> **What the exercise asks**:
Copy the passage on how Loki Canary checks received logs word for word, from "In the background, Loki" to "nothing is lost.".

> **Passage shown**:
+ + + + + + +
The relevant part of the log entry is the timestamp; the `p`s are just filler bytes to make the size of the log configurable.

An agent (like Promtail) should be configured to read the log file and ship it to Loki.

Meanwhile, Loki Canary will open a WebSocket connection to Loki and will tail the logs it creates. When a log is received on the WebSocket, the timestamp in the log message is compared to the internal array.

If the received log is:

- The next in the array to be received, it is removed from the array and the (current time - log timestamp) is recorded in the `response_latency` histogram. This is the expected behavior for well behaving logs.
- Not the next in the array to be received, it is removed from the array, the response time is recorded in the `response_latency` histogram, and the `out_of_order_entries` counter is incremented.
- Not in the array at all, it is checked against a separate list of received logs to either increment the `duplicate_entries` counter or the `unexpected_entries` counter.

In the background, Loki Canary also runs a timer which iterates through all of the entries in the internal array. If any of the entries are older than the duration specified by the `-wait` flag (defaulting to 60s), they are removed from the array and the `websocket_missing_entries` counter is incremented. An additional query is then made directly to Loki for any missing entries to determine if they are truly missing or only missing from the WebSocket. If missing entries are not found in the direct query, the `missing_entries` counter is incremented.

### Additional Queries

#### Spot Check

Starting with version 1.6.0, the canary will spot check certain results over time to make sure they are present in Loki, this is helpful for testing the transition of inmemory logs in the ingester to the store to make sure nothing is lost.
+ + + + + + +
> **Excerpted data**:

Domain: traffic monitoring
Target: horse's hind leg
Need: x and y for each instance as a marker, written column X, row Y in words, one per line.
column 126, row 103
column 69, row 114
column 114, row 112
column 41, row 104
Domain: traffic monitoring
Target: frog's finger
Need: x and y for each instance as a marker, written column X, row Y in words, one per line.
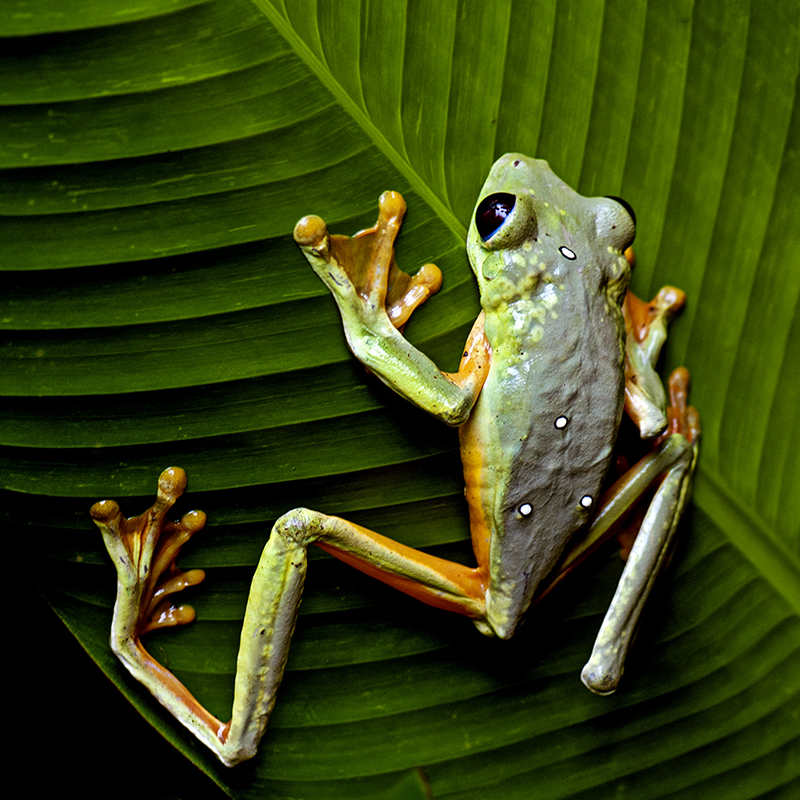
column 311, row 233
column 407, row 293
+ + + + + + +
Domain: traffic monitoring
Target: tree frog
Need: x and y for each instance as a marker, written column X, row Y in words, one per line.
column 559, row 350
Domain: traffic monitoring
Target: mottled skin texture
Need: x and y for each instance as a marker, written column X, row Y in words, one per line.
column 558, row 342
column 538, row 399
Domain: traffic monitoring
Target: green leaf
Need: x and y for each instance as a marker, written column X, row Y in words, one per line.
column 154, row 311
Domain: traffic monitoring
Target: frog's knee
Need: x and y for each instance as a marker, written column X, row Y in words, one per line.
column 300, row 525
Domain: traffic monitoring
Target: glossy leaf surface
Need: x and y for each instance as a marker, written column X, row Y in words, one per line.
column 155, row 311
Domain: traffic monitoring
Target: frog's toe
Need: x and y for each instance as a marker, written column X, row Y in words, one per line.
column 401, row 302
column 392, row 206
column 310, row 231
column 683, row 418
+ + + + + + +
> **Solved problem**:
In the background, Loki Canary also runs a timer which iterates through all of the entries in the internal array. If any of the entries are older than the duration specified by the `-wait` flag (defaulting to 60s), they are removed from the array and the `websocket_missing_entries` counter is incremented. An additional query is then made directly to Loki for any missing entries to determine if they are truly missing or only missing from the WebSocket. If missing entries are not found in the direct query, the `missing_entries` counter is incremented.

### Additional Queries

#### Spot Check

Starting with version 1.6.0, the canary will spot check certain results over time to make sure they are present in Loki, this is helpful for testing the transition of inmemory logs in the ingester to the store to make sure nothing is lost.